## Recorded data
## Begin

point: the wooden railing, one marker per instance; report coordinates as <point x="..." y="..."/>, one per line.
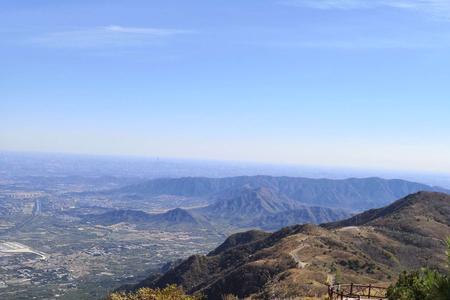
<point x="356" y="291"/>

## End
## Begin

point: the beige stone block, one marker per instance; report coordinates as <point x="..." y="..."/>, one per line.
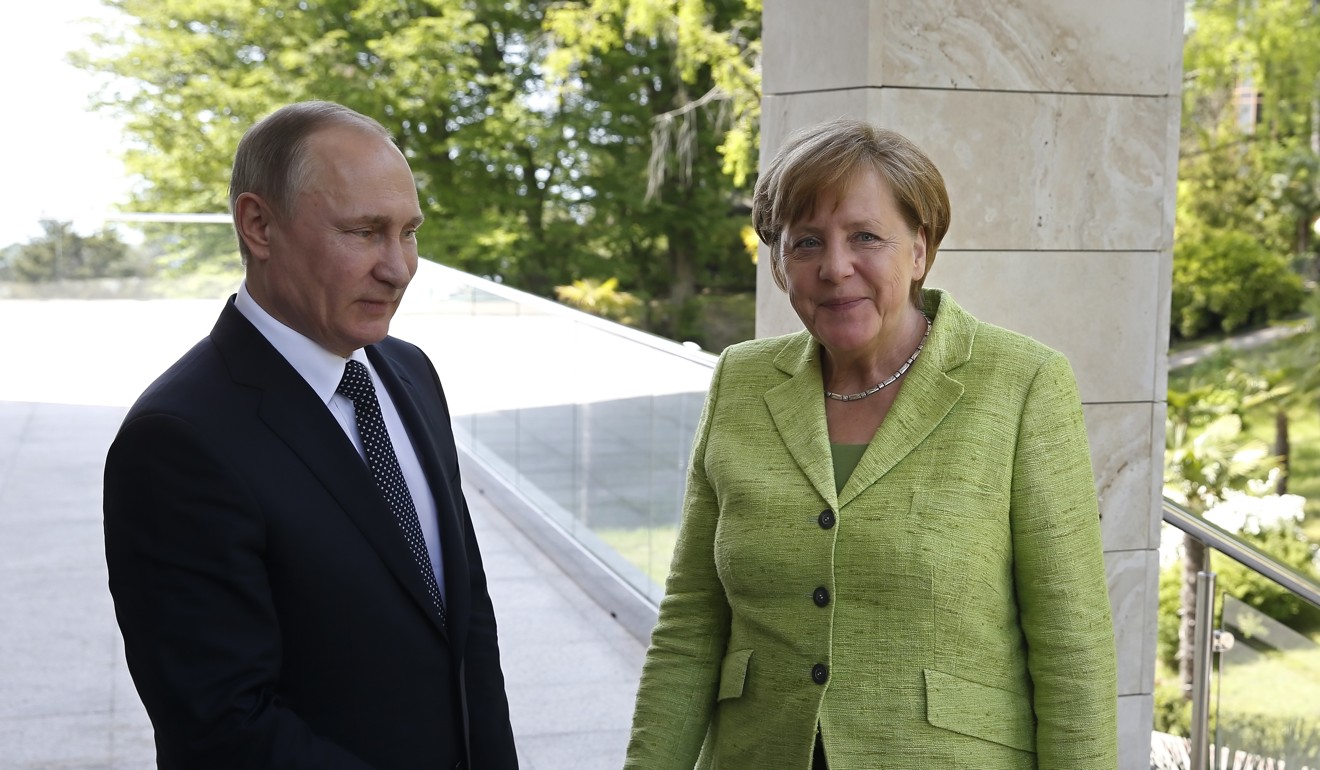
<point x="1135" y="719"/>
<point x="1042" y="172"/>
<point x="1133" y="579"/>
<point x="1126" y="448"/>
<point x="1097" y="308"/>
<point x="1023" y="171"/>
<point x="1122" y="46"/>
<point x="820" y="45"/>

## End
## Begin

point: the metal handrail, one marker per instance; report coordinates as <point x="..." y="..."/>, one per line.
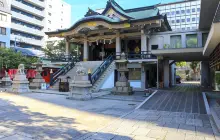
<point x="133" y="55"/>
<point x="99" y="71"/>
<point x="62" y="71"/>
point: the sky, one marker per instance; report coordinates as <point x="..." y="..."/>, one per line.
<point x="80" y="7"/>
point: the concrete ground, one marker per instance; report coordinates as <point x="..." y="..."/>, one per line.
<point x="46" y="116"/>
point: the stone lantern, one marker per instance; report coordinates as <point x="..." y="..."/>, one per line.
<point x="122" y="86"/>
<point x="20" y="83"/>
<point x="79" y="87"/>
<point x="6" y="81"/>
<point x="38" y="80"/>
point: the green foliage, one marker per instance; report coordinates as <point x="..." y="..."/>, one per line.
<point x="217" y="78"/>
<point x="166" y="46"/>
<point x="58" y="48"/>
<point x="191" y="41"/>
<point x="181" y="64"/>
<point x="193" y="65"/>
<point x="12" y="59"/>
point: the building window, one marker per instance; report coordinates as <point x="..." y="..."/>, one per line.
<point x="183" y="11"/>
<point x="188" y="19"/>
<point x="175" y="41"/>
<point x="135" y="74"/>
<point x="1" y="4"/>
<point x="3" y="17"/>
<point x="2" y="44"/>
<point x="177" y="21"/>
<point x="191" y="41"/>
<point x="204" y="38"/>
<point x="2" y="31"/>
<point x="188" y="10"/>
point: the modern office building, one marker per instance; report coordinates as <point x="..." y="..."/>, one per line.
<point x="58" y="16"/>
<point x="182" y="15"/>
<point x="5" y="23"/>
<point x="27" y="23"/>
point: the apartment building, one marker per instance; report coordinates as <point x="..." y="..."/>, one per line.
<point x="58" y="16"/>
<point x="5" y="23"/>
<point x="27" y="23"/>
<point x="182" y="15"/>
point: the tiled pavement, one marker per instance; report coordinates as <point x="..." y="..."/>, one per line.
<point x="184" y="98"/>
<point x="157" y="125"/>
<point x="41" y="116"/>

## End

## Stated problem
State how many lines in the items above contain the word "coordinates", treating uppercase and lowercase as distinct. Give only the number.

## Written response
11